<<<<
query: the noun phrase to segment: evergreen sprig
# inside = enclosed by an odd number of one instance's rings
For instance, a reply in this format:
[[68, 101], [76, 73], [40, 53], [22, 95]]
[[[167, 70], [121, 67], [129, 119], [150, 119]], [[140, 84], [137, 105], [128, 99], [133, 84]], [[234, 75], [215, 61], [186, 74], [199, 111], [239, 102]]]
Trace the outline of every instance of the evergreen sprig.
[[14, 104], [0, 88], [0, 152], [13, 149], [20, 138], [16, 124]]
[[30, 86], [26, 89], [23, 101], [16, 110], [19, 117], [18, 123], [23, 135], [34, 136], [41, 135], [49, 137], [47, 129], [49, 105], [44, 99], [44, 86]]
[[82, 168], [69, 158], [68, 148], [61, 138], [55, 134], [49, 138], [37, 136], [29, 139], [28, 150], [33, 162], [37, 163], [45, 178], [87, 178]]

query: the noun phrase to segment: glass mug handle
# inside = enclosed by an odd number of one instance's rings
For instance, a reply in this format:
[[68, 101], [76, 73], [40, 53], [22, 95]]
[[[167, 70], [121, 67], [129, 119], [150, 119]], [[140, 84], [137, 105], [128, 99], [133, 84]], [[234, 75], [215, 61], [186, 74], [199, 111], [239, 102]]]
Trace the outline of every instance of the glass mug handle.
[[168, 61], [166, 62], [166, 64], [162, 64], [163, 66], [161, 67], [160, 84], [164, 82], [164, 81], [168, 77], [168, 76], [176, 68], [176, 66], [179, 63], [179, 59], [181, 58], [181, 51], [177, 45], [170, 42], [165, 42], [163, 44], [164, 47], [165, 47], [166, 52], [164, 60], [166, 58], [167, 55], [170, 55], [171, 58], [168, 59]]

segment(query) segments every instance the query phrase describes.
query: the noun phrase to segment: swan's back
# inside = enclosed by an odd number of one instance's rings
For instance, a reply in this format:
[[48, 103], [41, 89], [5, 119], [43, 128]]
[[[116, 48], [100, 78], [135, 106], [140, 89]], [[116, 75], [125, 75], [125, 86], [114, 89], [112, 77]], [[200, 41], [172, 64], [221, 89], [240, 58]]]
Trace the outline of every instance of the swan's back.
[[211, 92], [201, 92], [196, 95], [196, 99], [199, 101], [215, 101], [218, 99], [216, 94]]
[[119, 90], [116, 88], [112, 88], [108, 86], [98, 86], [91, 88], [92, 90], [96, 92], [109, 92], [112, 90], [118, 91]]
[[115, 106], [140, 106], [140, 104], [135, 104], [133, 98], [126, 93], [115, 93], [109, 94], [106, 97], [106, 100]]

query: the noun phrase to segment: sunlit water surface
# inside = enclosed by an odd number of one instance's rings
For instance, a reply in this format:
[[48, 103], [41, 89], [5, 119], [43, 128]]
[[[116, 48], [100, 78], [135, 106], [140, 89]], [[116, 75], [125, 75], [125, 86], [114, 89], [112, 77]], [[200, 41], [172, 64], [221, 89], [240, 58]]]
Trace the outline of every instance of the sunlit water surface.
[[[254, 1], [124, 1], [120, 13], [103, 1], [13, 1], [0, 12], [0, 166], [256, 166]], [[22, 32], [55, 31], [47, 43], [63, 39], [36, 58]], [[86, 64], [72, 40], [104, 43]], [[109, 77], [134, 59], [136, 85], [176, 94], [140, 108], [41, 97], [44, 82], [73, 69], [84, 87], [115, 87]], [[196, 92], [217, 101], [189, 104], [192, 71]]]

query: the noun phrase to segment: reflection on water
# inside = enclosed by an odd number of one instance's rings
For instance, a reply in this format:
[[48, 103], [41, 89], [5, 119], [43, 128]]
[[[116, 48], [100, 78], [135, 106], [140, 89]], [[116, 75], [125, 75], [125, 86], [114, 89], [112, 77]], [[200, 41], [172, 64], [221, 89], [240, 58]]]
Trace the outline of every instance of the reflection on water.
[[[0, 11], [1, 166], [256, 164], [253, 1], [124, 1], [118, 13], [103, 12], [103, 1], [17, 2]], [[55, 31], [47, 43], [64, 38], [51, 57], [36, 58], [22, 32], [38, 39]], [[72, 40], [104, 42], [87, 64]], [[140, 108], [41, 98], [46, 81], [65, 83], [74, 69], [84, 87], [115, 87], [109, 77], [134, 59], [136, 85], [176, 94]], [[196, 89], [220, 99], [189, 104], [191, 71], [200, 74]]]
>>>>
* **Task directions**
Rewrite the rows above, changing "every instance" to "each instance" everywhere it occurs and leaving all other text as it is.

* **Response for this exercise**
query: the noun phrase to segment: evergreen sprig
# inside = enclosed by an odd number of one instance's rings
For instance, a reply in this format:
[[68, 101], [76, 73], [40, 53], [22, 95]]
[[[167, 70], [121, 67], [129, 119], [150, 119]], [[140, 84], [137, 105], [128, 99], [133, 84]], [[234, 75], [215, 61], [186, 74], [199, 111], [239, 102]]]
Trace the outline of each instance of the evergreen sprig.
[[14, 104], [0, 88], [0, 152], [13, 149], [20, 138], [16, 124]]
[[30, 86], [26, 89], [23, 101], [16, 110], [19, 117], [18, 123], [23, 135], [34, 136], [41, 135], [49, 137], [47, 129], [49, 105], [44, 99], [44, 86]]
[[82, 168], [69, 158], [68, 148], [61, 138], [55, 134], [49, 138], [37, 136], [29, 139], [28, 150], [33, 162], [37, 163], [45, 178], [87, 178]]

query: the noun phrase to segment: glass mug handle
# inside = enclosed by an odd number of one instance's rings
For instance, a reply in this format:
[[68, 101], [76, 73], [40, 53], [22, 95]]
[[[167, 70], [121, 67], [129, 119], [150, 119]], [[140, 84], [137, 105], [128, 99], [133, 84]], [[234, 75], [215, 61], [186, 74], [199, 111], [239, 102]]]
Trace the outline of each instance of the glass mug handle.
[[168, 61], [166, 62], [166, 64], [162, 64], [163, 66], [161, 67], [160, 84], [164, 82], [164, 81], [168, 77], [168, 76], [176, 68], [176, 66], [179, 63], [179, 59], [181, 58], [181, 51], [177, 45], [170, 42], [165, 42], [163, 44], [164, 47], [165, 47], [166, 52], [164, 60], [166, 58], [167, 55], [170, 55], [171, 58], [168, 59]]

segment(query) segments each instance the query phrase describes.
query: the noun phrase to segment: swan's back
# inside = enclosed by an odd number of one instance's rings
For instance, a reply in this format:
[[48, 103], [41, 89], [5, 119], [43, 128]]
[[[116, 48], [100, 78], [135, 106], [140, 89]], [[116, 75], [125, 75], [125, 86], [114, 89], [112, 77]], [[200, 41], [172, 64], [221, 89], [240, 58]]]
Trace the outline of each instance of the swan's back.
[[211, 92], [201, 92], [196, 95], [196, 99], [199, 101], [215, 101], [218, 99], [216, 94]]
[[119, 90], [116, 88], [112, 88], [108, 86], [98, 86], [91, 88], [92, 90], [96, 92], [109, 92], [112, 90], [118, 91]]
[[115, 106], [140, 106], [140, 104], [135, 104], [133, 98], [126, 93], [115, 93], [109, 94], [106, 97], [106, 100]]

query: the noun phrase to segment: sunlit water surface
# inside = enclosed by an odd number of one instance's rings
For instance, a reply in this format:
[[48, 103], [41, 89], [5, 119], [43, 128]]
[[[116, 48], [100, 78], [135, 106], [140, 89]], [[116, 75], [125, 75], [125, 86], [114, 89], [112, 77]], [[200, 41], [172, 64], [221, 89], [240, 58]]]
Trace the outline of each instance of the sunlit water surface.
[[[254, 1], [124, 1], [120, 13], [103, 1], [13, 1], [0, 12], [0, 166], [256, 166]], [[22, 32], [55, 31], [47, 43], [63, 39], [36, 58]], [[86, 64], [72, 40], [104, 43]], [[109, 77], [134, 59], [136, 85], [176, 94], [140, 108], [41, 97], [44, 82], [73, 69], [84, 87], [115, 87]], [[196, 92], [217, 101], [189, 104], [192, 71]]]

query: the noun phrase to segment: reflection on water
# inside = enclosed by an odd number of one instance's rings
For instance, a reply in this format:
[[48, 103], [41, 89], [5, 119], [43, 128]]
[[[116, 48], [100, 78], [135, 106], [140, 89]], [[116, 75], [125, 75], [125, 86], [114, 89], [112, 77]], [[200, 41], [172, 64], [221, 89], [240, 58]]]
Trace the outline of each instance of the reflection on water.
[[[0, 11], [1, 166], [256, 164], [253, 1], [124, 1], [118, 13], [103, 12], [103, 1], [17, 2]], [[55, 31], [47, 43], [64, 38], [51, 57], [36, 58], [22, 32], [38, 39]], [[72, 40], [104, 42], [87, 64]], [[140, 108], [41, 98], [46, 81], [65, 83], [74, 69], [84, 87], [115, 87], [109, 77], [134, 59], [136, 85], [176, 94]], [[196, 89], [220, 99], [189, 104], [191, 71], [200, 74]]]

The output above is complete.